__Task brief__:
Please give the entries again in full and exactly, without any picture.

____ Data records

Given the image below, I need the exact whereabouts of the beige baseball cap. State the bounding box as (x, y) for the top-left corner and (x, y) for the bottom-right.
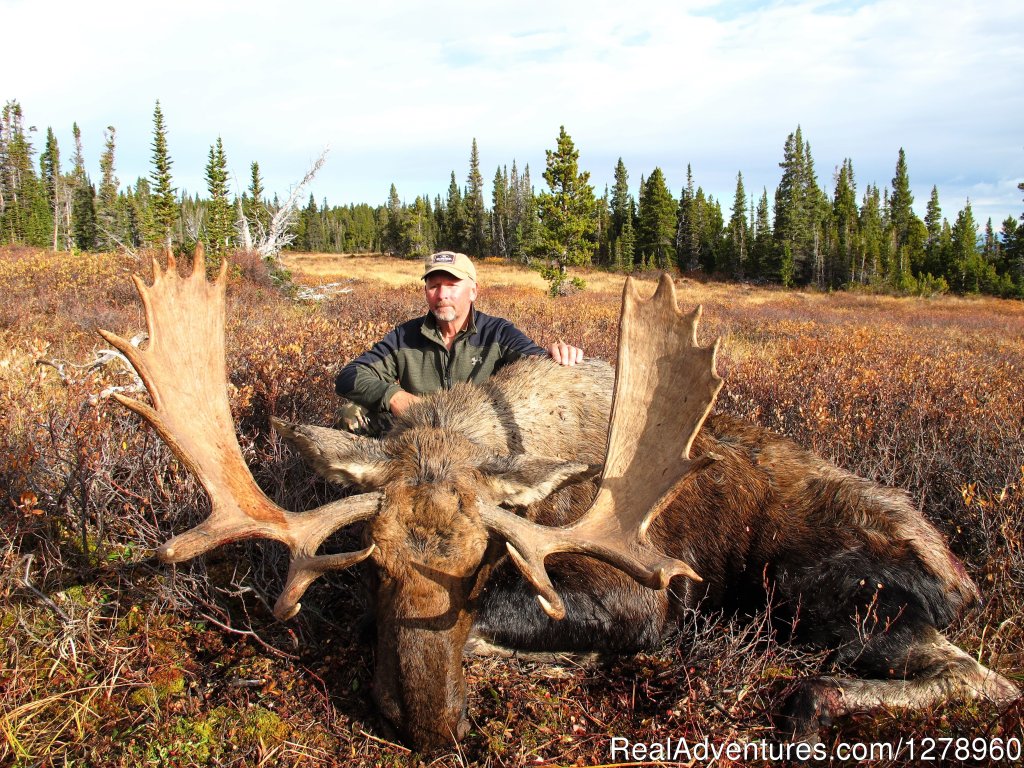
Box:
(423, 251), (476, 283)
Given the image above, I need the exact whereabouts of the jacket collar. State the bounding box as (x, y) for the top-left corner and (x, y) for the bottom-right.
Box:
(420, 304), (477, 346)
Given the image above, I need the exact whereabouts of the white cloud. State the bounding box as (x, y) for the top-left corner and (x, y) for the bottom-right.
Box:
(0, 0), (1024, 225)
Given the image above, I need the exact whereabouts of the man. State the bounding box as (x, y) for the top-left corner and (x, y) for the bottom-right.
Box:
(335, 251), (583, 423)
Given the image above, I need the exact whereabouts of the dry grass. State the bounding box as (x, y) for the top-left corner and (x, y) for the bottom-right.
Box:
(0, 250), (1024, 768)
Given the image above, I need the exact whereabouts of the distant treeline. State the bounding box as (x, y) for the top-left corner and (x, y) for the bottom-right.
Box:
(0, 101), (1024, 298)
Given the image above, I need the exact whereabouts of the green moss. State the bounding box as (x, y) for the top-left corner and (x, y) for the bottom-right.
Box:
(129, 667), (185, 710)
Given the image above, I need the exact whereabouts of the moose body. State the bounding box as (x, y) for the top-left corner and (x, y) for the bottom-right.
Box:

________

__Reply__:
Given the image below, I need the exact whereabouts of the beige baseball cap. State the bounding box as (x, y) for the top-left corner and (x, y) for the bottom-right.
Box:
(423, 251), (476, 283)
Given the image above, I need the exact whereabouts of the jacket collar. State the bounding box as (x, y) for the top-left corner and (x, y) for the bottom-right.
Box:
(420, 304), (477, 346)
Given the image above, I need the exact whereabouts of the white cloud. State the bounding box as (x, y) for the top-left corner and (x, y) for the bottom-right.
Box:
(0, 0), (1024, 225)
Given the image above, I need the exact whereabouts of the man. State the bounding box as (x, y) for the top-left corner and (x, y) for the bottom-right.
Box:
(335, 251), (583, 423)
Given the image above, I need the exact whereabouts of the dry grass. State the bounding box as (x, y) for the top-left corner and (x, y) for the bottom-right.
Box:
(0, 250), (1024, 768)
Given the image above, I need the exact whereabouts of the distant treeline. State the bounding box as (x, y) for the top-left corner and (x, y) for the bottom-right.
Box:
(0, 101), (1024, 298)
Given the image above, I need the exact whereabouts of the green moss. State the bounding box as (x, y) for the top-left corner and (x, y) for the bottom-right.
Box:
(129, 667), (185, 710)
Given the image above, I need the exact whereabouts of the moose body. State the bounding box as (x, y) for the top-left corner and (x, y) for the bottom-right.
Box:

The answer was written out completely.